Istruzione 1:
Secondo il testo della pagina, in quale ambito la rivoluzione tecnologica degli ultimi anni ha inciso con maggiore forza?
Istruzione 2:
Per ciascuna affermazione indica se concorda con il testo della pagina, rispondendo sì o no e citando le parole del testo che lo stabiliscono. (a) Il testo afferma che la divulgazione dei messaggi scambiati in una mailing list viola la riservatezza. (b) Secondo il testo, le forme tradizionali di corrispondenza si sono rafforzate. (c) Per il testo, la possibilità di interagire con chiunque, in qualunque momento, era già conosciuta in passato.

Testo della pagina:
--
La divulgazione dei messaggi scambiati in una mailing list viola la riservatezza
L´ambito nel quale, certamente, la rivoluzione tecnologica degli ultimi anni ha inciso con maggiore forza è quello delle comunicazioni: la possibilità, prima sconosciuta, di interagire con chiunque, in qualunque momento, ha radicalmente mutato le nostre abitudini di vita, segnando il progressivo abbandono delle forme tradizionali di corrispondenza e la rapidissima affermazione di modalità di scambio di informazioni del tutto nuove, neppure immaginabili qualche lustro fa.
--
Estratti delle voci:
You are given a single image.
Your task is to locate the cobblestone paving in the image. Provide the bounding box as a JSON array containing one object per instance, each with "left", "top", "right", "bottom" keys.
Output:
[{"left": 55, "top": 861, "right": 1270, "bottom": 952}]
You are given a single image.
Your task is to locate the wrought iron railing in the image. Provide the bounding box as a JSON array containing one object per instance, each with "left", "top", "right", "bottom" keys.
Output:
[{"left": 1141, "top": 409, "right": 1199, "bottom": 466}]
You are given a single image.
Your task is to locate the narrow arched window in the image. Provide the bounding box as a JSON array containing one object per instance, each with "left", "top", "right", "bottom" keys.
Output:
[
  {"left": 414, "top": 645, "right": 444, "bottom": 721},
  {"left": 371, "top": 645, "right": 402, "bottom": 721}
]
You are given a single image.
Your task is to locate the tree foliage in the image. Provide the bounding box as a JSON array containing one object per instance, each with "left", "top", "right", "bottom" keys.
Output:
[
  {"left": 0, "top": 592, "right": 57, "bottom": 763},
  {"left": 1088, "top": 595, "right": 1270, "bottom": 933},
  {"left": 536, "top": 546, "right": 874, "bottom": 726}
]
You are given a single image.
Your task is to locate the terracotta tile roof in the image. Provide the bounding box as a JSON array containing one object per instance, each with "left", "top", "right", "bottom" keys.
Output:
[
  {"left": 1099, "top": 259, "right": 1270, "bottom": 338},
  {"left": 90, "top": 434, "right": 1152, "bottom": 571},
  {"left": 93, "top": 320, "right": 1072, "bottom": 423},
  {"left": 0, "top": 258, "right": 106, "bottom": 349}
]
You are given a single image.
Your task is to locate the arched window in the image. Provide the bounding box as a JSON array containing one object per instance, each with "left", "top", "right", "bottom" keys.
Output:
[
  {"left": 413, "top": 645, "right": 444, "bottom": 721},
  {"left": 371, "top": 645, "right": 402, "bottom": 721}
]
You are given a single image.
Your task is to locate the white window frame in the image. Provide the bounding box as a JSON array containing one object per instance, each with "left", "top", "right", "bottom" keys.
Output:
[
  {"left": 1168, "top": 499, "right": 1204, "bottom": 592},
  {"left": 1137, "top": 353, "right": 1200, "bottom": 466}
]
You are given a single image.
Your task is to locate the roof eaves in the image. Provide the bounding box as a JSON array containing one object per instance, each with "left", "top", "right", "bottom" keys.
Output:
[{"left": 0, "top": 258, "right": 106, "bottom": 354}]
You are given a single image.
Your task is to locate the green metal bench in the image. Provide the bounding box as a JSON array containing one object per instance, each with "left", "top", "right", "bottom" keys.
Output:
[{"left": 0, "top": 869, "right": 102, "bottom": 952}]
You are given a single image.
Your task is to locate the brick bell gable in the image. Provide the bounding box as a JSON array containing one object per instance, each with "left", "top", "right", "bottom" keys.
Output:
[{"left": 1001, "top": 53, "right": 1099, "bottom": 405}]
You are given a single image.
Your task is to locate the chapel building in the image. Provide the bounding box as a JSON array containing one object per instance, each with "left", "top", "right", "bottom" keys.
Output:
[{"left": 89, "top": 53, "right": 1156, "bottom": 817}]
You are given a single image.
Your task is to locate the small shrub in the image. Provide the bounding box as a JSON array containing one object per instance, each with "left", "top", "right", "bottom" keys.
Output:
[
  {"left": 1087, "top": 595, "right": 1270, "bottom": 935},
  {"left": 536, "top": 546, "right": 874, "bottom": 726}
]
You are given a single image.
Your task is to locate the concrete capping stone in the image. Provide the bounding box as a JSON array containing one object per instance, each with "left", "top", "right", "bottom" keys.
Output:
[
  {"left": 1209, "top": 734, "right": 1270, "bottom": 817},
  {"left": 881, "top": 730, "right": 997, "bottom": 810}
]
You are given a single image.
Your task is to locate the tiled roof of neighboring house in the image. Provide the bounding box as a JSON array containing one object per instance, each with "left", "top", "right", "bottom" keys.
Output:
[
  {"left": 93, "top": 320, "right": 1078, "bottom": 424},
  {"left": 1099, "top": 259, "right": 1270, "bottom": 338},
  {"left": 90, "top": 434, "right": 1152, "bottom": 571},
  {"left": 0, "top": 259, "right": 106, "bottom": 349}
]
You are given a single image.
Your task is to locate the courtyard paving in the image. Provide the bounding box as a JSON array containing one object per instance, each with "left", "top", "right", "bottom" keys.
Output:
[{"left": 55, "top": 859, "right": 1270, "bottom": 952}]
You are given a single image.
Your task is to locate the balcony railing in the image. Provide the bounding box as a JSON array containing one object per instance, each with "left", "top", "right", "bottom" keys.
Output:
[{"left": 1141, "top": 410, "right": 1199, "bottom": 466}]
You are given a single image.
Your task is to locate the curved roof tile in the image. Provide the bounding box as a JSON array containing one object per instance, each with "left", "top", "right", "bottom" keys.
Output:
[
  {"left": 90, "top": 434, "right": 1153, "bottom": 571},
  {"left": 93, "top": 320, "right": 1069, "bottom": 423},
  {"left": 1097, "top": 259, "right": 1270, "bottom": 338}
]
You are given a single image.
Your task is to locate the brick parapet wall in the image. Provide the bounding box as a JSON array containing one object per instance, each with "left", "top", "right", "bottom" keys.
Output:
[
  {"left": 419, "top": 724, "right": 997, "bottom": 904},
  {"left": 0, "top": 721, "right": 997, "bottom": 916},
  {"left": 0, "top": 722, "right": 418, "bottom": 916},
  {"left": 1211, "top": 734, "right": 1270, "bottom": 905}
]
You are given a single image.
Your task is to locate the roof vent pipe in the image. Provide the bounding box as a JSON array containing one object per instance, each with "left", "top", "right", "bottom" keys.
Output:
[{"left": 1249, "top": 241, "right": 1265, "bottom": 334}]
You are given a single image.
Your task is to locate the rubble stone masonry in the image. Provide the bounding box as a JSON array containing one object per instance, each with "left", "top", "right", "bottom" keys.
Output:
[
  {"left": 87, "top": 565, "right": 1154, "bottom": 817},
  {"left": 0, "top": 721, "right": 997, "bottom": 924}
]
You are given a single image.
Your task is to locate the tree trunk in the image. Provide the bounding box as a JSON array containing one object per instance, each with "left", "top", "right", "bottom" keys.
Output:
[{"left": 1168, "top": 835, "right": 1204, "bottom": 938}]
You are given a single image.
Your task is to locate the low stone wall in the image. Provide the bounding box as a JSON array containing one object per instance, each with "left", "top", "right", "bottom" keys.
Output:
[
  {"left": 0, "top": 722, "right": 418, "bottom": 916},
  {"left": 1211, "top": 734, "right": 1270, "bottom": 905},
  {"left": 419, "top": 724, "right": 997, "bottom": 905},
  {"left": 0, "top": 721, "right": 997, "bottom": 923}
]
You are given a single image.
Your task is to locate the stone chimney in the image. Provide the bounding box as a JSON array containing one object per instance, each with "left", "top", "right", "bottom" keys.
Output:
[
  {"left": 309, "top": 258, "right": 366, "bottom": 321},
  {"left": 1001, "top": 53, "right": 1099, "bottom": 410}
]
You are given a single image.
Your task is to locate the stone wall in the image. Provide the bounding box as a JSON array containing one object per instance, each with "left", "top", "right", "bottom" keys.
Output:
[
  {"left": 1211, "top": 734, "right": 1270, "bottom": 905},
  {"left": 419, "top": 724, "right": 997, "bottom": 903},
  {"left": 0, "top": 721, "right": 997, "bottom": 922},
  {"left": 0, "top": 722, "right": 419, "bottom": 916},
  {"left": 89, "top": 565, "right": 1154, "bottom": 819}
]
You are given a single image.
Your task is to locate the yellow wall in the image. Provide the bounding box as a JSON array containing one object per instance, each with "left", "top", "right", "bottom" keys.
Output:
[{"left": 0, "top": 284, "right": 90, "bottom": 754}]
--
Risultato completo 1:
Nell'ambito delle comunicazioni.

Risultato completo 2:
(a) Sì: "La divulgazione dei messaggi scambiati in una mailing list viola la riservatezza".
(b) No: "segnando il progressivo abbandono delle forme tradizionali di corrispondenza".
(c) No: "la possibilità, prima sconosciuta, di interagire con chiunque, in qualunque momento".